● **YOUR INSTRUCTIONS**: Gather every line of the entries below that contains the word "pixels", and copy each such line in full. Case counts.

● **DATA SUPPLIED**:

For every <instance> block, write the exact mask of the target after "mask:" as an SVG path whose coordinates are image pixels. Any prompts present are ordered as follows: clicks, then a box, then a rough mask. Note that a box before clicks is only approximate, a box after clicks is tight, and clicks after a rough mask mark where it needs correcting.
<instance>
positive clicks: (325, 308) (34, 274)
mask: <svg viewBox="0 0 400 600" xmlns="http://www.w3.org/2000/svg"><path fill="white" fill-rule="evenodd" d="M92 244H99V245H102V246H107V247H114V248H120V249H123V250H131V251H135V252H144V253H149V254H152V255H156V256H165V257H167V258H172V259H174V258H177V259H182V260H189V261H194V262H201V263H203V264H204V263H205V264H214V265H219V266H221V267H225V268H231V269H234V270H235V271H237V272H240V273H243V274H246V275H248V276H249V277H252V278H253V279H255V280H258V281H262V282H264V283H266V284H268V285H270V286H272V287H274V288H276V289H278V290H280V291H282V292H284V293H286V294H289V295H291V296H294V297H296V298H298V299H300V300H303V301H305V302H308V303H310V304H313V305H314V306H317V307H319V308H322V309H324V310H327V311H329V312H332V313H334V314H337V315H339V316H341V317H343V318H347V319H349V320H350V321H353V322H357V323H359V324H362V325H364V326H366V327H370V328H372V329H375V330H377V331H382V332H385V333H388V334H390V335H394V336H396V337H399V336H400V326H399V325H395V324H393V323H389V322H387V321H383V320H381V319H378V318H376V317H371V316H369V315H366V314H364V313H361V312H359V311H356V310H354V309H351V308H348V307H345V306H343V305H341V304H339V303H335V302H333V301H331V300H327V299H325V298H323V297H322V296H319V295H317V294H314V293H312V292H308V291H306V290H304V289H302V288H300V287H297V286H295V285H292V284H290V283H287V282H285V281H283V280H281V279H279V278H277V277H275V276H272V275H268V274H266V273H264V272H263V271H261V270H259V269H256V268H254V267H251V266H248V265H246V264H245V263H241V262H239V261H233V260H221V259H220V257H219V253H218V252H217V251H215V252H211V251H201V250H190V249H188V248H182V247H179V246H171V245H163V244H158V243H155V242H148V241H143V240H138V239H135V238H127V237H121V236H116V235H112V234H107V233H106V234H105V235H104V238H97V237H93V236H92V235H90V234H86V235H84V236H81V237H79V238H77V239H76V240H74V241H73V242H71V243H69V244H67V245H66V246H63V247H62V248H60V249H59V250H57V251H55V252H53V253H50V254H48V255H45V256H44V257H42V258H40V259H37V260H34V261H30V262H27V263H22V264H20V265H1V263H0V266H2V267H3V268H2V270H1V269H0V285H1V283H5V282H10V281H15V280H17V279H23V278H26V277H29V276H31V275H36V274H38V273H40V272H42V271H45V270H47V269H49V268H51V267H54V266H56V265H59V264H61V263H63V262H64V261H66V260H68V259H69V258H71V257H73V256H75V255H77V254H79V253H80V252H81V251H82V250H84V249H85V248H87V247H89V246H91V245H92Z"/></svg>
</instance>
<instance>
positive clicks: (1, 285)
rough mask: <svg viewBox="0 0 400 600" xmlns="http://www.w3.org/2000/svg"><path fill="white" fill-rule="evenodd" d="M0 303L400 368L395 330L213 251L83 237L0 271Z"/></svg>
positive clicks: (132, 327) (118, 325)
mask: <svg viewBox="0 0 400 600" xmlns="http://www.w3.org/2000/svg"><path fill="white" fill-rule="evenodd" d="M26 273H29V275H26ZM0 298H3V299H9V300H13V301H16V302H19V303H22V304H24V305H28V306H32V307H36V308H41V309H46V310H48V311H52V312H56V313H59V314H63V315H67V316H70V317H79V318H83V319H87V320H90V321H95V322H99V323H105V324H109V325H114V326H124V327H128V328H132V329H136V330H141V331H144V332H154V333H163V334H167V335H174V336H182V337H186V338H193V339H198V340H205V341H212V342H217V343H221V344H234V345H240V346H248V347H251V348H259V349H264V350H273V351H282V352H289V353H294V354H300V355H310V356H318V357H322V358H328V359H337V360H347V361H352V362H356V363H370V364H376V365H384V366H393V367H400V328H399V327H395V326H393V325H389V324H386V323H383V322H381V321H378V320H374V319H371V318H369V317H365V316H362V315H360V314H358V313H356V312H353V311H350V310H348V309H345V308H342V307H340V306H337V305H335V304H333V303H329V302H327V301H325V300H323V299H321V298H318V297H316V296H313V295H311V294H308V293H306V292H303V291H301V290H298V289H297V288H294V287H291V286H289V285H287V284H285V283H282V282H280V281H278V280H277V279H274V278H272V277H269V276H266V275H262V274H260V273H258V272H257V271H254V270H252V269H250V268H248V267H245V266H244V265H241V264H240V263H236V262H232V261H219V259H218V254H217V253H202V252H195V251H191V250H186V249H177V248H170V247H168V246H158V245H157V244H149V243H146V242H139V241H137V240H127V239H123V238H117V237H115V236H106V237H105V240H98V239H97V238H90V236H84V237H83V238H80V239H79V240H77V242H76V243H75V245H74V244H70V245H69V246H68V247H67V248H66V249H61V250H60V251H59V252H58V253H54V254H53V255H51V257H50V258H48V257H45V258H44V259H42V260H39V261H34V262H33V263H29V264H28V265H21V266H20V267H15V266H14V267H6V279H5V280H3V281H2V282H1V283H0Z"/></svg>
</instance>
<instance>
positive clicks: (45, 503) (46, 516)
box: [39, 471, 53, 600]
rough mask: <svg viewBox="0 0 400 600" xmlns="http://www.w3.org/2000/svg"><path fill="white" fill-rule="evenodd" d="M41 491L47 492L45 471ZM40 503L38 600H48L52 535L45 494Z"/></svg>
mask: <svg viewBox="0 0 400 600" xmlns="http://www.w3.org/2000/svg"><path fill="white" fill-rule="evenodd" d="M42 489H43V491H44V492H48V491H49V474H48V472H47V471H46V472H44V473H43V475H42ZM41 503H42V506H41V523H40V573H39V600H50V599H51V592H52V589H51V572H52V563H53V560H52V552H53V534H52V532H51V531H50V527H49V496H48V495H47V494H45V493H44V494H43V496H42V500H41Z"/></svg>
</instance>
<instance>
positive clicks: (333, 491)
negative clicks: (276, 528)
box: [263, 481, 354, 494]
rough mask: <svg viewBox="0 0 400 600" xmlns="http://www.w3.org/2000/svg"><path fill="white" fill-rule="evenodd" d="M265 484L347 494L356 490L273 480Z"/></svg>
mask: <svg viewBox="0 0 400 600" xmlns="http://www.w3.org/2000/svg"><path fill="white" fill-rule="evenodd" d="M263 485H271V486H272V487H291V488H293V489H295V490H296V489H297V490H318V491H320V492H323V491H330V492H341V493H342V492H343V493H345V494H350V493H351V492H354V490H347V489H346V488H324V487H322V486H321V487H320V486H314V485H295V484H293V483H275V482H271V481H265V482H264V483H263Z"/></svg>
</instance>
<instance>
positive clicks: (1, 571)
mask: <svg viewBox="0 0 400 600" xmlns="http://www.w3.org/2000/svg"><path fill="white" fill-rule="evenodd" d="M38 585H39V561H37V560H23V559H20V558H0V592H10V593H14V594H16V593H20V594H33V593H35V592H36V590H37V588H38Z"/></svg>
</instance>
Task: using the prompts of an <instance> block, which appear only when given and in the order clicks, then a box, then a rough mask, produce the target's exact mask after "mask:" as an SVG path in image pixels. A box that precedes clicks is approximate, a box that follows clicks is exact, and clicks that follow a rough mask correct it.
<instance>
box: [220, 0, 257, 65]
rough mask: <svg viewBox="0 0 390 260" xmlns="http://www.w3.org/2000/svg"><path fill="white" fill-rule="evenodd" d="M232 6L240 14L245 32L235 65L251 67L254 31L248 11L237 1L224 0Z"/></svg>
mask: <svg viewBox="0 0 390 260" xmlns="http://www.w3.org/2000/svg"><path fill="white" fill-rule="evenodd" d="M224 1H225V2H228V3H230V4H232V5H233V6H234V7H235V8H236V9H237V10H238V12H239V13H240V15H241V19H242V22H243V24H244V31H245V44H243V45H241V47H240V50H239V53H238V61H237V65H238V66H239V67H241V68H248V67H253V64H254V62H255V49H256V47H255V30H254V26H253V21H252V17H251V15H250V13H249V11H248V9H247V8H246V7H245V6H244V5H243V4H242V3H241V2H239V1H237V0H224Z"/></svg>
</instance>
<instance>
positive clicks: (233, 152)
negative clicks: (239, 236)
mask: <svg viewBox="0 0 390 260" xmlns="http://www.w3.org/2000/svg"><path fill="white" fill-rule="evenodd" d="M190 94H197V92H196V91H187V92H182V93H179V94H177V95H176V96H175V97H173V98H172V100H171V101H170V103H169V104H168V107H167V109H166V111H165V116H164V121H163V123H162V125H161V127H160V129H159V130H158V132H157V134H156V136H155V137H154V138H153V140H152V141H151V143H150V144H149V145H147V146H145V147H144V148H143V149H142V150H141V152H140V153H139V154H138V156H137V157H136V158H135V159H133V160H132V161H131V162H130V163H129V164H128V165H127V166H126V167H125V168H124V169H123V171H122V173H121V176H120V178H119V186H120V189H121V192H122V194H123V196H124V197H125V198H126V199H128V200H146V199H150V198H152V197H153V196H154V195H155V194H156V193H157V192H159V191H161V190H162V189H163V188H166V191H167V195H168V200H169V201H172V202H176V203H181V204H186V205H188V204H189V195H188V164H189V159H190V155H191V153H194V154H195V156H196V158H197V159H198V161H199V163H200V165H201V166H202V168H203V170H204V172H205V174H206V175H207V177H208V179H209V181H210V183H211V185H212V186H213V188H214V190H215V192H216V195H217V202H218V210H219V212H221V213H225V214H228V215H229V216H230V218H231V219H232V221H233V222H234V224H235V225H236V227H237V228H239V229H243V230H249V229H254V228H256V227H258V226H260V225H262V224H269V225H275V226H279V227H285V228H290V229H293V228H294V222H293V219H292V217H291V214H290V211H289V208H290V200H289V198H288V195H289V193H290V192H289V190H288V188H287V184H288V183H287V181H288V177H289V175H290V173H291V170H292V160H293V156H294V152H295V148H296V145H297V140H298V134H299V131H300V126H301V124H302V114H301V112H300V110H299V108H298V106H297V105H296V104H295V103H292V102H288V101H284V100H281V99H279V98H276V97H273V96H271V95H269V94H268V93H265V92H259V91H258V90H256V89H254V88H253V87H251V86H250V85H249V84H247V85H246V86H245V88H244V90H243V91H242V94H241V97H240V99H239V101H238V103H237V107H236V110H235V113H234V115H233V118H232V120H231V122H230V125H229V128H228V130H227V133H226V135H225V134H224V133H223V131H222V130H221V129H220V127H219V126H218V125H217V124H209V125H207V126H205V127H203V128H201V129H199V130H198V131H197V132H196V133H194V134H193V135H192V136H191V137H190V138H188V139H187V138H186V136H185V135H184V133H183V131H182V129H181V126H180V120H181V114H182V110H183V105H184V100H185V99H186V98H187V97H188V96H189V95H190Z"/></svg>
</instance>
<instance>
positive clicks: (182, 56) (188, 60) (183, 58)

● **ANSWER TO THE EXERCISE**:
For every <instance> block, write the exact mask of the target after "mask:" as an SVG path whose coordinates are image pixels. Any prompts present are ordered as follows: clicks, then a box, then a rough mask. Note that a box before clicks is only approximate, a box after clicks is tight, and clicks after a rough mask mark where it needs correcting.
Task: using the prompts of an <instance> block, which appear only when given and in the order clicks, then a box, then a rough mask, produce the target's exact mask after "mask:" as an SVG path in image pixels. A box that precedes clicks is approximate, a box that follows clicks is exact, and clicks that follow a rough mask correct it.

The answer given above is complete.